▶ [Required work]:
Locate each line in the listing below that contains the string "grass", and copy those lines out.

Saved entries:
>> START
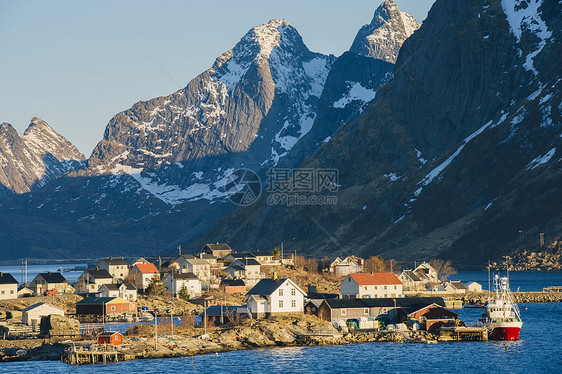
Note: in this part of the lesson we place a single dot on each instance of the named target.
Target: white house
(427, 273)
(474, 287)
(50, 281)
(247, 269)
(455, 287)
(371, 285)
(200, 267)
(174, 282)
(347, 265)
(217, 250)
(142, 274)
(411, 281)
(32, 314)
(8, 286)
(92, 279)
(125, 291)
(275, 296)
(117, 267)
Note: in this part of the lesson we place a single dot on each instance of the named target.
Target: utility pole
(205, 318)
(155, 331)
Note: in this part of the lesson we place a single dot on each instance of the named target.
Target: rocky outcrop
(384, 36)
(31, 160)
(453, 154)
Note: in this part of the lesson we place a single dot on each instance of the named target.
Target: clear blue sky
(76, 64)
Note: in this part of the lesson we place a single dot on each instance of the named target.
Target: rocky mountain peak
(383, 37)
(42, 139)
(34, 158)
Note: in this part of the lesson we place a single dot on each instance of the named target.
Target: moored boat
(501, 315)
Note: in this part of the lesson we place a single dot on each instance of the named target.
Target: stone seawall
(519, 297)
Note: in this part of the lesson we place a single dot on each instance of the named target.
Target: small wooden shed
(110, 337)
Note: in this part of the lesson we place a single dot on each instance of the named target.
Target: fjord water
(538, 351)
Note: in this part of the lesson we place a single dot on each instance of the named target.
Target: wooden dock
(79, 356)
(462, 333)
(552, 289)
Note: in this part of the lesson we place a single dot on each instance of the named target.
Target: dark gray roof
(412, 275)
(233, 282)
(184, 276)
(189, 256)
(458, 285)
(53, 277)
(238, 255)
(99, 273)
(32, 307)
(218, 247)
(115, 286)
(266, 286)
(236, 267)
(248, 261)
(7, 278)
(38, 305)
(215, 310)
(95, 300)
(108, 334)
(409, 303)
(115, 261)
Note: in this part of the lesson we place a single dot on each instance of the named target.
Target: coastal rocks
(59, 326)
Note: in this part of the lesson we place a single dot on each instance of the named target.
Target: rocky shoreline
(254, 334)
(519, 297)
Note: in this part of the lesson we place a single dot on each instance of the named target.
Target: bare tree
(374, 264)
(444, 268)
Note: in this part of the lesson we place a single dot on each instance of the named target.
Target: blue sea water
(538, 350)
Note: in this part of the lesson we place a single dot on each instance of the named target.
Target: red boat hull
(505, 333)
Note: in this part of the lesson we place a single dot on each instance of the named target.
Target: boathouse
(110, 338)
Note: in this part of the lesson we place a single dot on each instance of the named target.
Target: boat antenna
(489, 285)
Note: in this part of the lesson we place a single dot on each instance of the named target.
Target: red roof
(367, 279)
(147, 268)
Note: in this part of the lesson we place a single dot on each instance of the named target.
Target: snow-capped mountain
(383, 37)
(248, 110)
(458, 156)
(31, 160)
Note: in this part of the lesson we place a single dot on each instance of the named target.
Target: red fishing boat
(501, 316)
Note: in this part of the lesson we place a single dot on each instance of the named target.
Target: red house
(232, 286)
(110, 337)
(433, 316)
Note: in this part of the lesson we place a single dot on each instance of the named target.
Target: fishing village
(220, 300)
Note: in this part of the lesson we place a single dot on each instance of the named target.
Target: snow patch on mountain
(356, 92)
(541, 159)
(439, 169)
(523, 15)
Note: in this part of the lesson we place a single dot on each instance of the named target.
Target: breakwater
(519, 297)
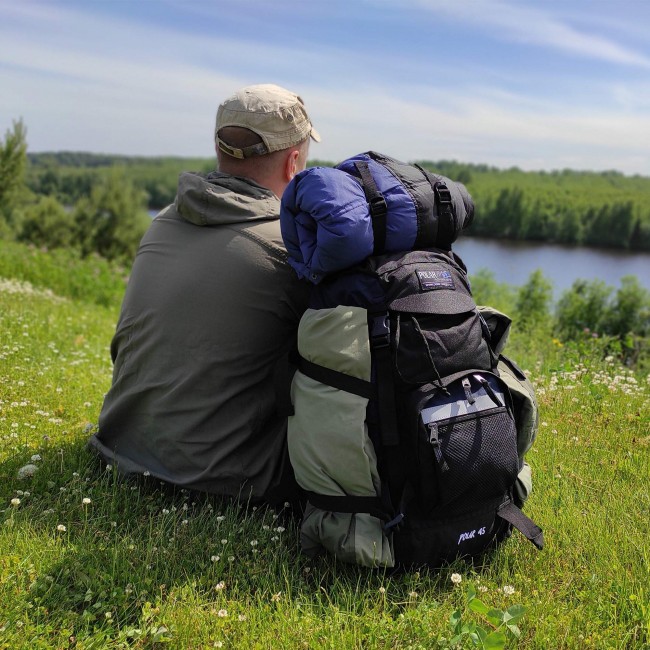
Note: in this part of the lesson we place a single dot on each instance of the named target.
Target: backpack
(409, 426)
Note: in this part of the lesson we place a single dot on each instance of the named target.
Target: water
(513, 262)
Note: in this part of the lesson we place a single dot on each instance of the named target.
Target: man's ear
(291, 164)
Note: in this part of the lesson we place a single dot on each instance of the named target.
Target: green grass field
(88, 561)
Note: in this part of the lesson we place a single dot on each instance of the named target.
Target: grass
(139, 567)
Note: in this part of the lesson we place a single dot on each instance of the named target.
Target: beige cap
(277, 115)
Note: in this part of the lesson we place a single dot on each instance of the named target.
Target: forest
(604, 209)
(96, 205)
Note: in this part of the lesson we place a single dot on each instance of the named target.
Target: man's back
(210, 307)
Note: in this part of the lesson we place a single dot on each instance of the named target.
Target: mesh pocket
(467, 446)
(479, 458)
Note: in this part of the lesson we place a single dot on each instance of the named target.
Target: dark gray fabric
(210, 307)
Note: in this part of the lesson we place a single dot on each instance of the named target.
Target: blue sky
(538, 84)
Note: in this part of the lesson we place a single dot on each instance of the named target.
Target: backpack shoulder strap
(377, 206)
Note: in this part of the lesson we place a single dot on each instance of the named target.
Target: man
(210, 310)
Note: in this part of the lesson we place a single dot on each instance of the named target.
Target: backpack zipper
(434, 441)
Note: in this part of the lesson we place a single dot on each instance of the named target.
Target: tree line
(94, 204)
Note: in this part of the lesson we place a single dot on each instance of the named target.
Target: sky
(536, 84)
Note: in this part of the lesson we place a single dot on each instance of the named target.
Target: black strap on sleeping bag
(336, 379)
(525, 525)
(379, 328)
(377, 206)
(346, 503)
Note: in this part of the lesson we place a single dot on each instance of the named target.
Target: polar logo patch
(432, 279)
>> END
▶ [Result of this exercise]:
Target: green grass field
Target: grass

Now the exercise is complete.